## Document text
The age of AI agents is here.

Very soon, there won’t be many tasks left that AI agents can’t do well. Existing and new frameworks will allow us to build them faster, and more efficiently. Key implementation problems will be solved. While it seems like building the agents is the hardest task right now – it is already getting easier.

Soon, there will be a race to build the key platforms where AI Agents transact, specialize and grow. It’s going to coalesce into a trend – the rise of the AI Agent marketplace.

Marketplaces will be a dominant way people interact with AI agents in the next few years.

Here’s what we’re seeing on the edge of the map:

The AI Agent Strategy Matrix: Where Do You Fit?

To understand why we believe AI agents will organize into marketplaces, we have to go back to the old software days. Back then, the big debate was what angle you should take on the market: horizontal or vertical? There were strong opinions on both sides.

At first, everyone was chasing the big horizontal software opportunities. The angle was broad product = big market opportunity. Then, the tactics flipped, and founders began creating vertical solutions for specific industries — the angle was capturing more of the user experience and owning a whole vertical.

## Dataset records
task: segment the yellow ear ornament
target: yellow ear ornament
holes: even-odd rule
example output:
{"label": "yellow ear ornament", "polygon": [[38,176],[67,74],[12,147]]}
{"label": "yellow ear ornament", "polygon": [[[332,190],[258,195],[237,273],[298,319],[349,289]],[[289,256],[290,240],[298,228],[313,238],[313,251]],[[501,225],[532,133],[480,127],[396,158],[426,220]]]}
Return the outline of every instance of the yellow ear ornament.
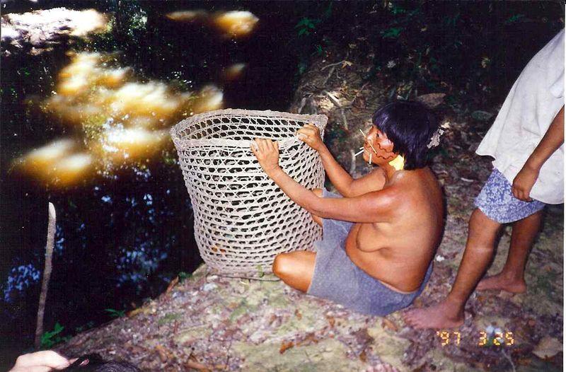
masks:
{"label": "yellow ear ornament", "polygon": [[400,155],[398,155],[395,158],[389,162],[389,165],[395,170],[402,170],[405,168],[405,158]]}

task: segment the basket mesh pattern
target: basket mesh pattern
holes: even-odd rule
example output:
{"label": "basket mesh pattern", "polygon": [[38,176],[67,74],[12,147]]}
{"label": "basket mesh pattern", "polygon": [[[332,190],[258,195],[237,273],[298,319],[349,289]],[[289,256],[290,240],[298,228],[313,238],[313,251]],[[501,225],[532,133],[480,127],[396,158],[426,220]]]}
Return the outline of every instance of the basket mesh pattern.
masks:
{"label": "basket mesh pattern", "polygon": [[250,149],[256,137],[279,141],[279,165],[308,189],[320,188],[324,169],[316,151],[297,139],[306,123],[320,133],[324,115],[222,110],[196,115],[171,129],[195,214],[204,262],[216,272],[270,272],[275,256],[312,250],[322,234],[308,212],[263,172]]}

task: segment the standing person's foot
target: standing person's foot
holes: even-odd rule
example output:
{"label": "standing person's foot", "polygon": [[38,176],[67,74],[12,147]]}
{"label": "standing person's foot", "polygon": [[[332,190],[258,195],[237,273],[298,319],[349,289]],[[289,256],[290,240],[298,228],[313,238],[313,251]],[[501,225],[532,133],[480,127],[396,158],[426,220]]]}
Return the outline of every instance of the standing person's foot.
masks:
{"label": "standing person's foot", "polygon": [[523,279],[509,279],[502,274],[487,277],[478,283],[478,291],[506,291],[512,293],[524,293],[526,291],[526,284]]}
{"label": "standing person's foot", "polygon": [[455,328],[464,322],[464,312],[459,308],[444,300],[427,308],[409,310],[403,318],[413,328]]}

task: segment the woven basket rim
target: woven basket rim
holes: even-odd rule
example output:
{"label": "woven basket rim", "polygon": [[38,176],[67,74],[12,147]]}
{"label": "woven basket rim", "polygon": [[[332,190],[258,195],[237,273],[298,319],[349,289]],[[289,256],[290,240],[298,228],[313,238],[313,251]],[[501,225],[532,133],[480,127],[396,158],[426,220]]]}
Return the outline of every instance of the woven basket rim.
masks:
{"label": "woven basket rim", "polygon": [[[272,111],[270,110],[257,110],[228,108],[224,110],[215,110],[214,111],[207,111],[196,114],[190,117],[181,120],[175,124],[169,131],[175,147],[178,149],[186,149],[190,147],[202,147],[206,146],[228,146],[236,149],[249,149],[250,141],[243,139],[224,139],[219,138],[200,139],[186,139],[179,136],[179,132],[193,124],[195,122],[214,117],[216,116],[225,115],[241,115],[241,116],[258,116],[265,117],[266,118],[273,118],[279,117],[283,119],[290,119],[293,120],[308,121],[312,122],[322,131],[326,127],[328,117],[324,115],[308,115],[308,114],[294,114],[291,112],[284,112],[281,111]],[[300,141],[296,136],[289,136],[282,140],[279,140],[279,149],[282,149],[294,143]]]}

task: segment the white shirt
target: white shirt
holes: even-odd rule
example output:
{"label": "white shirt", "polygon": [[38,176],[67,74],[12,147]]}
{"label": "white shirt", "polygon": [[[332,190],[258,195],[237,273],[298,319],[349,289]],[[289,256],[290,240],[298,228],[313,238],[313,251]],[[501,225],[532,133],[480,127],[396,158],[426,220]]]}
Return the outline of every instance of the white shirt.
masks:
{"label": "white shirt", "polygon": [[[564,105],[564,30],[527,64],[476,150],[512,183]],[[544,203],[564,202],[564,145],[545,162],[531,190]]]}

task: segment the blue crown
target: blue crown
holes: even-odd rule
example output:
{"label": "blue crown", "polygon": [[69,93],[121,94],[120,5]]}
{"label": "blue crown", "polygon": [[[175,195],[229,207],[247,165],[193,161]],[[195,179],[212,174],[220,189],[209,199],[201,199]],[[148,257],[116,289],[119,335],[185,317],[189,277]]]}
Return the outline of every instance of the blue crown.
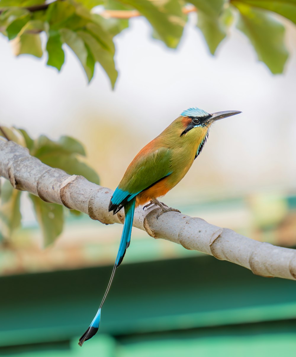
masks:
{"label": "blue crown", "polygon": [[209,113],[199,108],[189,108],[181,113],[183,116],[208,116]]}

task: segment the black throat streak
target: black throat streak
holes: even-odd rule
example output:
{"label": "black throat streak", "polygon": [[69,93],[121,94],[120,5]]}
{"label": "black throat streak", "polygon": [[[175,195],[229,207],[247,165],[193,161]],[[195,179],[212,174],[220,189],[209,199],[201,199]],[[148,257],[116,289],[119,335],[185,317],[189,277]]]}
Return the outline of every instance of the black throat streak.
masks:
{"label": "black throat streak", "polygon": [[208,130],[208,131],[206,132],[206,134],[205,136],[205,137],[204,138],[204,140],[199,144],[199,146],[198,148],[197,151],[195,156],[194,156],[195,160],[201,152],[201,150],[203,150],[203,148],[205,144],[206,143],[206,140],[208,140],[208,137],[209,137],[209,130]]}

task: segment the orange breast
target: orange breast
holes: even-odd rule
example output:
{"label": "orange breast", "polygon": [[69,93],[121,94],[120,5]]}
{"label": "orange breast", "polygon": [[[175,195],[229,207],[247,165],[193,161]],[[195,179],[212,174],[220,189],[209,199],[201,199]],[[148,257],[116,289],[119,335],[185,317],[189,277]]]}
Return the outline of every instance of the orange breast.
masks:
{"label": "orange breast", "polygon": [[149,202],[152,198],[163,196],[171,189],[172,187],[168,184],[167,177],[157,182],[148,190],[141,192],[137,196],[136,206],[143,206]]}

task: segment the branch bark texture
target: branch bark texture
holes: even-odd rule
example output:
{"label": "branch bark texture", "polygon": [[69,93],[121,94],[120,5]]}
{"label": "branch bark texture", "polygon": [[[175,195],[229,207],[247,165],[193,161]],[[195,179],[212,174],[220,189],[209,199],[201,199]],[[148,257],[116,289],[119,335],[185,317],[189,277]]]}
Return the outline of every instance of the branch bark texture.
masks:
{"label": "branch bark texture", "polygon": [[[9,180],[15,188],[28,191],[46,202],[81,211],[105,224],[123,222],[123,210],[114,216],[108,212],[113,193],[110,188],[52,169],[13,141],[0,140],[0,175]],[[154,238],[234,263],[257,275],[296,280],[296,250],[254,241],[177,212],[168,212],[157,220],[160,211],[153,206],[144,211],[138,207],[133,225]]]}

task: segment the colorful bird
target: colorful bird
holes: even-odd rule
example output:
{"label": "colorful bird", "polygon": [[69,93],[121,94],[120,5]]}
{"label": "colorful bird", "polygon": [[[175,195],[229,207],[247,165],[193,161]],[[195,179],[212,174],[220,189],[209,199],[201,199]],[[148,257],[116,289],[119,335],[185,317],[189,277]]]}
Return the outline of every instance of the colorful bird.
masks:
{"label": "colorful bird", "polygon": [[109,292],[116,269],[122,261],[131,241],[135,208],[147,203],[162,209],[160,215],[179,211],[169,208],[157,200],[181,181],[201,152],[214,122],[241,113],[236,111],[209,114],[198,108],[185,110],[136,156],[127,168],[111,198],[109,212],[115,214],[124,208],[125,218],[115,263],[99,310],[91,323],[79,340],[85,341],[95,335],[99,328],[102,306]]}

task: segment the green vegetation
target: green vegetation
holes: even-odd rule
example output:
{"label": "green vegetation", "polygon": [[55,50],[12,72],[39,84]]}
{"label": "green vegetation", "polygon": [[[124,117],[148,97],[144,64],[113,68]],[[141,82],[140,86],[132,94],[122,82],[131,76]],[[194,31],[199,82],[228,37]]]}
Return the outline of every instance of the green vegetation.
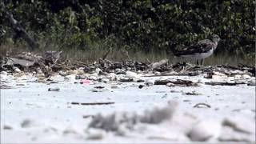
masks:
{"label": "green vegetation", "polygon": [[26,47],[8,20],[10,13],[38,42],[38,50],[170,53],[179,45],[216,34],[222,39],[217,54],[254,62],[253,0],[4,0],[0,3],[1,48]]}

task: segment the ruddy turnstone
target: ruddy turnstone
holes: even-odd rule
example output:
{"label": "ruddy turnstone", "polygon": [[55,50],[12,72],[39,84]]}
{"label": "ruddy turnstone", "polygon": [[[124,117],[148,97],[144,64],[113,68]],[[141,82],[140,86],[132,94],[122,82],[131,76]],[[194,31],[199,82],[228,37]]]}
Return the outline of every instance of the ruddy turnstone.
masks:
{"label": "ruddy turnstone", "polygon": [[203,59],[210,56],[218,46],[220,38],[217,34],[213,34],[210,39],[204,39],[190,45],[182,50],[174,50],[174,54],[178,57],[186,58],[191,60],[201,59],[200,64],[202,64]]}

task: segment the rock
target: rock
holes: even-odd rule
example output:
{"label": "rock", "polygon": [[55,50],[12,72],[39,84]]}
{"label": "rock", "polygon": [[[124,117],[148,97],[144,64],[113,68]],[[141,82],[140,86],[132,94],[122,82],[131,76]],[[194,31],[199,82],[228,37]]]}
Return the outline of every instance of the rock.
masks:
{"label": "rock", "polygon": [[156,69],[158,67],[160,67],[162,65],[166,64],[167,62],[168,62],[168,59],[162,59],[162,60],[161,60],[161,61],[159,61],[158,62],[152,63],[150,65],[150,67],[151,67],[152,70],[154,70],[154,69]]}
{"label": "rock", "polygon": [[64,72],[64,71],[62,71],[62,70],[60,70],[60,71],[58,72],[58,74],[59,74],[61,76],[62,76],[62,77],[66,76],[66,72]]}
{"label": "rock", "polygon": [[104,82],[104,83],[107,83],[107,82],[110,82],[110,79],[108,79],[108,78],[102,78],[102,82]]}
{"label": "rock", "polygon": [[3,130],[13,130],[13,127],[9,125],[4,125],[3,126]]}
{"label": "rock", "polygon": [[83,70],[77,70],[77,75],[83,75],[85,74],[85,72],[83,71]]}
{"label": "rock", "polygon": [[139,85],[139,86],[138,86],[138,88],[139,88],[139,89],[142,89],[142,88],[144,87],[144,86],[145,86],[145,85]]}
{"label": "rock", "polygon": [[38,82],[46,82],[46,77],[38,77]]}
{"label": "rock", "polygon": [[6,74],[6,75],[8,74],[8,73],[6,71],[1,71],[1,74]]}
{"label": "rock", "polygon": [[96,68],[95,72],[96,72],[96,74],[99,74],[102,73],[102,70],[100,68]]}
{"label": "rock", "polygon": [[76,75],[78,74],[78,71],[76,70],[67,70],[66,74],[67,75]]}
{"label": "rock", "polygon": [[221,132],[221,125],[217,122],[202,121],[195,124],[187,136],[192,141],[205,142],[217,138]]}
{"label": "rock", "polygon": [[145,114],[140,117],[140,122],[145,123],[160,123],[170,120],[175,112],[178,103],[170,102],[169,105],[163,108],[155,107],[152,110],[146,110]]}
{"label": "rock", "polygon": [[75,80],[75,74],[66,75],[64,78],[64,79],[68,80],[68,81],[74,81]]}
{"label": "rock", "polygon": [[[254,134],[247,134],[245,133],[239,133],[234,130],[230,126],[223,126],[220,136],[218,138],[220,142],[244,142],[250,143],[249,142],[255,142]],[[230,143],[230,142],[228,142]]]}
{"label": "rock", "polygon": [[0,74],[0,80],[6,79],[7,74]]}
{"label": "rock", "polygon": [[251,129],[251,126],[255,127],[255,122],[250,122],[246,118],[234,117],[226,118],[222,122],[222,126],[230,126],[234,131],[239,133],[245,133],[247,134],[254,133],[254,129]]}
{"label": "rock", "polygon": [[48,91],[59,91],[59,88],[58,87],[54,87],[54,88],[49,88]]}
{"label": "rock", "polygon": [[21,123],[21,126],[22,128],[29,128],[29,127],[32,127],[37,126],[35,124],[35,122],[30,119],[25,119],[22,123]]}
{"label": "rock", "polygon": [[126,77],[130,78],[136,78],[136,79],[140,79],[140,78],[141,78],[140,75],[137,74],[134,72],[130,71],[130,70],[126,71]]}
{"label": "rock", "polygon": [[248,86],[256,86],[255,79],[251,79],[251,80],[249,82]]}
{"label": "rock", "polygon": [[248,74],[242,74],[242,77],[245,79],[250,79],[251,77]]}
{"label": "rock", "polygon": [[169,82],[169,83],[166,84],[166,86],[167,87],[174,87],[174,86],[175,86],[175,84]]}
{"label": "rock", "polygon": [[91,76],[88,77],[88,79],[93,80],[93,81],[98,81],[98,78],[94,75],[91,75]]}
{"label": "rock", "polygon": [[111,86],[111,89],[120,89],[121,86]]}
{"label": "rock", "polygon": [[148,81],[145,82],[144,84],[147,86],[152,86],[154,84],[154,80],[148,80]]}
{"label": "rock", "polygon": [[106,137],[106,131],[99,129],[92,129],[90,128],[86,131],[88,136],[86,139],[103,139]]}

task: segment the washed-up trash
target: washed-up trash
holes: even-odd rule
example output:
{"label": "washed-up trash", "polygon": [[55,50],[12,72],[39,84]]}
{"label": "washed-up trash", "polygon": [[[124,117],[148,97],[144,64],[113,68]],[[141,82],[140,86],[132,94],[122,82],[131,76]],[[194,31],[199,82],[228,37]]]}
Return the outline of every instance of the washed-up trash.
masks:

## Set of tasks
[A] In the rows, rewrite the lines from the one containing "task: segment the washed-up trash" through the end of the rows, replacing "washed-up trash" with "beach litter" and keeping everything else the same.
[B] Write the next part of the essay on AI agent marketplaces, picking up after its final sentence.

## Responses
[A]
task: segment the beach litter
target: beach litter
holes: even-odd rule
example output:
{"label": "beach litter", "polygon": [[55,50],[12,72],[39,84]]}
{"label": "beach litter", "polygon": [[[124,117],[148,97],[144,64],[113,68]],[[141,82],[140,86],[132,94],[122,82],[131,76]],[[194,31],[199,82],[228,37]]]}
Return the outline of every instance of the beach litter.
masks:

[B]
We ended up with both strategies. (Everyone was a little bit right). The key was choosing which angle worked best for you. And there was a great formula I used to think about it: evaluate the complexity of your task and the versus size of your potential customer.

After the initial wave of huge horizontal software companies, something interesting happened. Software with more “broad” solutions — like accounting, or calendar management — tended to see more success going after SMBs. Smaller customers turned out to be a winning formula.

For these customers, the selling point was speed, ease, and a capacity that was simply out of reach before. Generic business processes, boiled down into an easy-to-implement package, was a legitimate value add for these SMB customers.

We saw companies like: Quickbooks, Calendly, or Square. The playbook: Simple or generic task -> go small, and go for scale.

On the other hand, we saw a handful of companies build vertical SaaS to really own the experience of an entire industry. These companies offered help with very specific, complex tasks. And interestingly, they ended up being a better fit for larger enterprises.

Why? These enterprises had the budget to actually pay for unique solutions.

We saw companies like Procore, Veeva Systems, or OpenGov. Their playbook: Complex task -> go deep, get a few big contracts.

Those were two “green areas of opportunity.” Of course there were exceptions, but most companies tended to focus there.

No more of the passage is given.